# [Problem requirements]
Reproduce each line exactly. Skip none.

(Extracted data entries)
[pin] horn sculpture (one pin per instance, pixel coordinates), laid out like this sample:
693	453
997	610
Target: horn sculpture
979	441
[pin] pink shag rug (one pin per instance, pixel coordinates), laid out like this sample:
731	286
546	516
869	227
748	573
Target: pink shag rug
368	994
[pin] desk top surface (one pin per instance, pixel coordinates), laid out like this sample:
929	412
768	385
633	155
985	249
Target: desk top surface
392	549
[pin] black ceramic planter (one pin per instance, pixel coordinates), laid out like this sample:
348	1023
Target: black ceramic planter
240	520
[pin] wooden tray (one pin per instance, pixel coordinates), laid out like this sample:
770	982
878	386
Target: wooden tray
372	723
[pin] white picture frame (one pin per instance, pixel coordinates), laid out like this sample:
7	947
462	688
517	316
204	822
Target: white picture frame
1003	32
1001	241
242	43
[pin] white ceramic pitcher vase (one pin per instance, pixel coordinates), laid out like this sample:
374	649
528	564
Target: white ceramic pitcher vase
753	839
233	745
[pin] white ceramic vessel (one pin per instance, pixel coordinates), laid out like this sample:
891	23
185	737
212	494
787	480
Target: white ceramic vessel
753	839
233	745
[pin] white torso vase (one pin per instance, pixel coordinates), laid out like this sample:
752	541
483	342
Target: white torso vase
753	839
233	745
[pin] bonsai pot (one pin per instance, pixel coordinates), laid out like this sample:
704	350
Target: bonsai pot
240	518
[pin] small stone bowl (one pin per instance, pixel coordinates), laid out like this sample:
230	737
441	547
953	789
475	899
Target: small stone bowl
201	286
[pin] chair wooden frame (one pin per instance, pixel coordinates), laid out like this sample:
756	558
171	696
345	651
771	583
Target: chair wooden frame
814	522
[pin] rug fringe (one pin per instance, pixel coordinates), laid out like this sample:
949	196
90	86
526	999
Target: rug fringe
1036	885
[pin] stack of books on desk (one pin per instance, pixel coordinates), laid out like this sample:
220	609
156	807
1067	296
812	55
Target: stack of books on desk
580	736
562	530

# [Written solution]
[pin] horn sculpture (one pin per instance, pixel coordinates), laid out like this sample:
693	453
997	610
Target: horn sculpture
979	441
[pin] pink shag rug (one pin per instance, pixel coordinates), laid out like this sample:
731	286
546	516
869	227
748	573
Target: pink shag rug
368	994
[pin] desk top surface (one pin per instance, pixel coordinates), laid out like this sample:
929	412
768	385
633	155
985	249
Target: desk top surface
392	549
[pin] black ceramic planter (one pin per instance, pixel coordinates), laid out like this sample:
348	1023
Target: black ceramic planter
240	520
[pin] wooden tray (one pin per instance, pixel coordinates), laid out like this sample:
770	982
878	386
Target: wooden tray
372	723
[pin] white picture frame (one pin per instance, pixel coordinates), laid out like this sample:
7	947
462	688
517	316
204	822
Target: white picture frame
1003	32
1001	241
242	43
[pin] white ceramic pitcher vase (one pin per instance, pixel coordinates), laid out like this sample:
374	649
528	564
Target: white ceramic pitcher vase
753	839
233	745
[pin] white ceramic vessel (one pin per instance, pixel coordinates), laid out like this sample:
891	23
185	737
212	494
787	480
Target: white ceramic vessel
753	839
233	745
[pin] white torso vase (one pin per instance, pixel coordinates), laid out like this sample:
752	541
483	342
Target: white torso vase
753	839
233	745
[pin] bonsai pot (one pin per instance, pixel coordinates), laid out like this sample:
704	350
Target: bonsai pot
240	518
[pin] small stone bowl (one pin per instance, pixel coordinates), laid out like this sample:
230	737
441	547
953	789
475	899
Target: small stone bowl
201	286
[pin] chair wooden frame (one pin per instance, pixel coordinates), laid out like this sample:
756	558
171	696
345	651
771	583
Target: chair wooden frame
814	522
[pin] rug fringe (one pin per instance, pixel coordinates), laid out like this sample:
949	196
90	86
526	999
Target: rug fringe
1036	885
[pin] stack of books on desk (one pin per instance, pixel coordinates), laid out like this sample:
220	609
156	807
1067	296
812	55
Target: stack of books on desk
580	736
562	530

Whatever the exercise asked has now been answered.